═════ Data ═════

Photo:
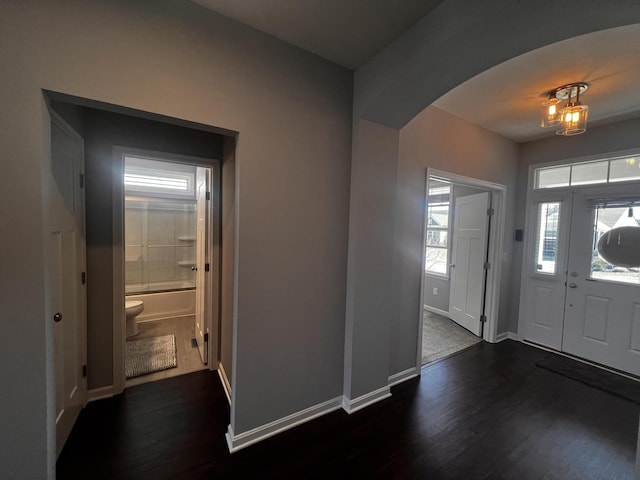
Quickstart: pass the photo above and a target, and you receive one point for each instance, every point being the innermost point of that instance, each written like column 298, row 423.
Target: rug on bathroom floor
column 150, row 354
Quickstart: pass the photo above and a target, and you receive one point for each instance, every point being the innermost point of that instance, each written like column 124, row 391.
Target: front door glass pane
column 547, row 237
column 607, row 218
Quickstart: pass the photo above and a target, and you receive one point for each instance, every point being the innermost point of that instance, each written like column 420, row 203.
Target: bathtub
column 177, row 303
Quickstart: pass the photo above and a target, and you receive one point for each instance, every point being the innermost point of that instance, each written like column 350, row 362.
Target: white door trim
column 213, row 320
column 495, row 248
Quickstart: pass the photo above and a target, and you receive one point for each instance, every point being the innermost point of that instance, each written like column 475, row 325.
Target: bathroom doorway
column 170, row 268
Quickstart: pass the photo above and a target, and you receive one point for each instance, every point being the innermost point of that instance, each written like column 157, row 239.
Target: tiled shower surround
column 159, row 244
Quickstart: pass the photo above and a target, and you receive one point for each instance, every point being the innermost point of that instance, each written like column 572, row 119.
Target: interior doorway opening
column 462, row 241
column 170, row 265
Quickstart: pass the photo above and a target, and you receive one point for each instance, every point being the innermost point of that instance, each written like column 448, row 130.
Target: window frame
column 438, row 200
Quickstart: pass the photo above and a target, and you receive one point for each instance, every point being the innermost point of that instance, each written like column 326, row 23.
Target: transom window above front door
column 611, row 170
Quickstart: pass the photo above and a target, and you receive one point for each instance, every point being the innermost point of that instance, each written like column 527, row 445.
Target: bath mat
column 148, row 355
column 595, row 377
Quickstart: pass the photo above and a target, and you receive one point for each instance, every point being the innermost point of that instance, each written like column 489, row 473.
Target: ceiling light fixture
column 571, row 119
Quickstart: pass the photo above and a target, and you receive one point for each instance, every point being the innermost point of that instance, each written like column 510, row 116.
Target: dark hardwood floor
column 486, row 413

═════
═════ Data ═════

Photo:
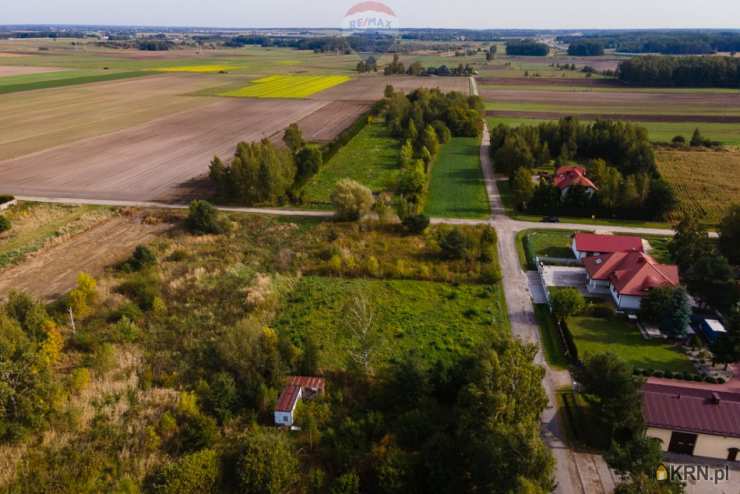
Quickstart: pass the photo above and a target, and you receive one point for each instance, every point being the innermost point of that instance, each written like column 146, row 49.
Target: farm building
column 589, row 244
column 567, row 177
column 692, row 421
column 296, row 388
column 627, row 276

═════
═════ Data ═════

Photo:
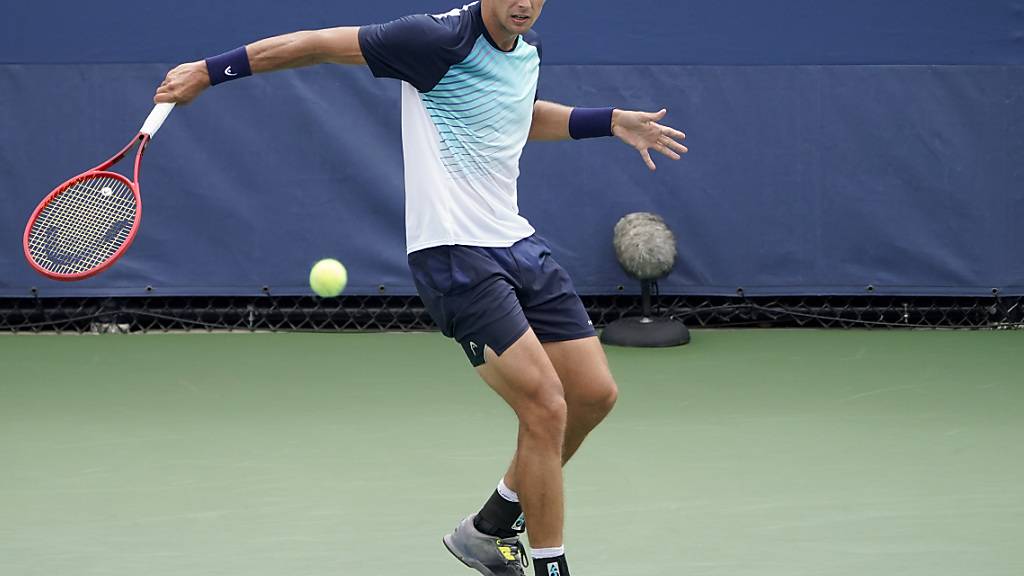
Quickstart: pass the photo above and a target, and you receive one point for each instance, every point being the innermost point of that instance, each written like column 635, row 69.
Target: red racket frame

═════

• **Task**: Please write out everything from the line containing "350, row 362." down to the line containing "column 170, row 268", substituting "object" for each "instance" and keeping everything else unchanged. Return only those lines.

• **Output below**:
Quickstart: pass the photo above and a target, and you receive one point for each object, every point being the innermost point of that object, each written like column 350, row 362.
Target: white door trim
column 213, row 320
column 495, row 248
Quickstart: pass the photo above and a target, and you receive one point for each object, every point being the innermost point of that object, each written like column 475, row 325.
Target: bathroom doorway
column 170, row 268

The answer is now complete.